● PASSAGE TO READ:
Sugarcane is grown under diverse agro-climatic conditions in the world.  In the Philippines, the best planting time is from October to May.

Germination Irrigation

To get uniform and higher germination (sprouting) percentage of planted setts is quite a technique in drip irrigated cane production. This operation demands full attention of the farmer.

The procedure to be adopted to get best results:

• Prepare the main field to fine tilth
• Lay the drip laterals (driplines) at 15 to 20 cm depth using SDI laying machine and test for their design performance. Under surface drip driplines are spread on the soil surface.
• Plant the treated two or three budded setts at 10-15 cm depth by planting machine adopting recommended planting pattern and spacing.
• After ensuring proper coverage of setts start the irrigation. Continue irrigation until a uniform wet band (not standing water) is formed along the dripline to a depth of not less than 30 to 40 cm.
• Depending upon the soil texture and soil tilth achieved during land preparation it would take about four to six hours.
• Examine the soil frequently at various places in the planting zone i.e, 10 to 15 cm of soil depth, for ascertaining the moisture status. As the days pass on soil moisture content decreases.

● WRITTEN INSTRUCTION 1:
Answer the following questions using the passage on sugarcane germination irrigation.
(a) According to the passage, what is the best planting time for sugarcane in the Philippines?
(b) At what depth are the driplines laid using the SDI laying machine?
(c) About how long does the irrigation take, depending on soil texture and tilth?
● WRITTEN INSTRUCTION 2:
Output, without alteration, the portion of the passage on sugarcane germination irrigation that opens with the words containing "Sugarcane is grown" and closes with "pattern and spacing.".

● DATA EXTRACT:
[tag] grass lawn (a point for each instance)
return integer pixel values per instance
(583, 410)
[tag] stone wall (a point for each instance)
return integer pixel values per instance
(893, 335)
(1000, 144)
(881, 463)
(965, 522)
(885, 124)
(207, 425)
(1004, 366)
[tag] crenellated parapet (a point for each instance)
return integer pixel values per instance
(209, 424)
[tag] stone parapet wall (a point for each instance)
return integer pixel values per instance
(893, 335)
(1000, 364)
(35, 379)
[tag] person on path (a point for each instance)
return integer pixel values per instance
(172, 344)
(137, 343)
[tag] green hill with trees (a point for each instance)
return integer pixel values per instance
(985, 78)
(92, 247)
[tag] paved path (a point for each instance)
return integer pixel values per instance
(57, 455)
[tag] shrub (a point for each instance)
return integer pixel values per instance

● CORRECT RESPONSE 1:
(a) From October to May.
(b) At 15 to 20 cm depth.
(c) About four to six hours.

● CORRECT RESPONSE 2:
Sugarcane is grown under diverse agro-climatic conditions in the world.  In the Philippines, the best planting time is from October to May.

Germination Irrigation

To get uniform and higher germination (sprouting) percentage of planted setts is quite a technique in drip irrigated cane production. This operation demands full attention of the farmer.

The procedure to be adopted to get best results:

• Prepare the main field to fine tilth
• Lay the drip laterals (driplines) at 15 to 20 cm depth using SDI laying machine and test for their design performance. Under surface drip driplines are spread on the soil surface.
• Plant the treated two or three budded setts at 10-15 cm depth by planting machine adopting recommended planting pattern and spacing.